— start of Excerpted passage —

Very cool. When you say it has "most of the rules" what do you mean? What is altered?


----------



## PattyFatty (Mar 24, 2018)

x65943 said:


> Very cool. When you say it has "most of the rules" what do you mean? What is altered?


This is a repack of community code, so I don't really know. lol.
I made this for those that want to install without downloading card jpg images in-app.

EDIT: Just to be clear though, there are tons of ways to play MtG, and every fringe thing I have checked in this app works. From Age counters to Bird tokens. Multiplayer is work-in-progress evidently, though I haven't had any issues other than the once in a blue moon CTD.


----------



## Taleweaver (Mar 24, 2018)

x65943 said:


> Very cool. When you say it has "most of the rules" what do you mean? What is altered?


I'm not too familiar with forge, but I assume this goes about the open-ended nature of magic: the gathering. While it has basic rules, there are so many cards out there that alter parts of it that it's nearly impossible to predict how certain cards will affect certain other cards. There are rules for conflicts as well, but it can get pretty technical if you really want to (I've seen manuals of over a hundred pages...that barely mention specific cards).


----------



## Kazuma77 (Mar 28, 2018)

Thanks for this.  I can't wait to check it out.

As for Norton giving a false positive, not surprising.  The last time they made a decent product, the dominant PC OS was still DOS  .

— end of Excerpted passage —

» **Short task 1**:
Convert the records into a numbered list, starting at the line that contains "Would you mind marking the rosette" and ending at the final line of the records, and omit any blank lines.

— start of Record set —

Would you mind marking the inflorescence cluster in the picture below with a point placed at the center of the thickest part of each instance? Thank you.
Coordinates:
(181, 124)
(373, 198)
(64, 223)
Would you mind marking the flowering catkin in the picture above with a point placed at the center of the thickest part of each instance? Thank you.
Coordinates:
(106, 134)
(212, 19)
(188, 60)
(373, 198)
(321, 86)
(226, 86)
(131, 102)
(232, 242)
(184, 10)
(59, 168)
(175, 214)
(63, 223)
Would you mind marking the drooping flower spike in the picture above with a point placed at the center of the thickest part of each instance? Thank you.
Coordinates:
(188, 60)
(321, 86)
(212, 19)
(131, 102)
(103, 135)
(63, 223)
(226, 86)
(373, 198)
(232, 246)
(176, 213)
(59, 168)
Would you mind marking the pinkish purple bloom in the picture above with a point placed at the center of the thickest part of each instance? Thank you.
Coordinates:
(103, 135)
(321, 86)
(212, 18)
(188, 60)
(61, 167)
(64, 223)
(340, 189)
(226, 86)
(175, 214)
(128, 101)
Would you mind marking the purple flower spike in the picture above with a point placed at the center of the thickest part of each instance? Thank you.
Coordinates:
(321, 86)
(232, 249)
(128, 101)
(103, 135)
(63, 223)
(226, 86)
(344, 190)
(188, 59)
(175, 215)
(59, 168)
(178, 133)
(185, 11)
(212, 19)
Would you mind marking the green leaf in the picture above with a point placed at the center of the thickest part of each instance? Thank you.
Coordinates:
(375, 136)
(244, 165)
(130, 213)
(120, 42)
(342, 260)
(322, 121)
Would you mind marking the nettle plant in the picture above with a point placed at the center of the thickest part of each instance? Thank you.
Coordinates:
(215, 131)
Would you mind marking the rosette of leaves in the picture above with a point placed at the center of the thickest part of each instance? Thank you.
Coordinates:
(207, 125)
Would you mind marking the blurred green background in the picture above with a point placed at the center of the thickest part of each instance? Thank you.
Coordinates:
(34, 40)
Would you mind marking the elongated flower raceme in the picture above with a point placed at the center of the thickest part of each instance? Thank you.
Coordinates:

— end of Record set —

» **Short task 2**:
Carry on the forum thread about the Forge card game repack from the point at which it stops.

» **Expected answer 1**:
1. Would you mind marking the rosette of leaves in the picture above with a point placed at the center of the thickest part of each instance? Thank you.
2. Coordinates:
3. (207, 125)
4. Would you mind marking the blurred green background in the picture above with a point placed at the center of the thickest part of each instance? Thank you.
5. Coordinates:
6. (34, 40)
7. Would you mind marking the elongated flower raceme in the picture above with a point placed at the center of the thickest part of each instance? Thank you.
8. Coordinates:

» **Expected answer 2**:
Taleweaver said:


> I'm not too familiar with forge, but I assume this goes about the open-ended nature of magic: the gathering. While it has basic rules, there are so many cards out there that alter parts of it that it's nearly impossible to predict how certain cards will affect certain other cards. There are rules for conflicts as well, but it can get pretty technical if you really want to (I've seen manuals of over a hundred pages...that barely mention specific cards).



Exactly.  It's not that they deliberately altered anything.  It's just that the game has been going on for about 25 years now.  So, mechanics butting heads and unintended synergies are to be expected.  Even the judges get stumped from time to time.  That is why most events stick to "standard" play.  But as far as I'm concerned, it's these unintended combinations that make "extended" and "legacy" fun.  I mean, Casualclysm was the death of WoW for me with it's homogenization (though I must say, I love the progress retro repacks are making, but that's a subject for another thread).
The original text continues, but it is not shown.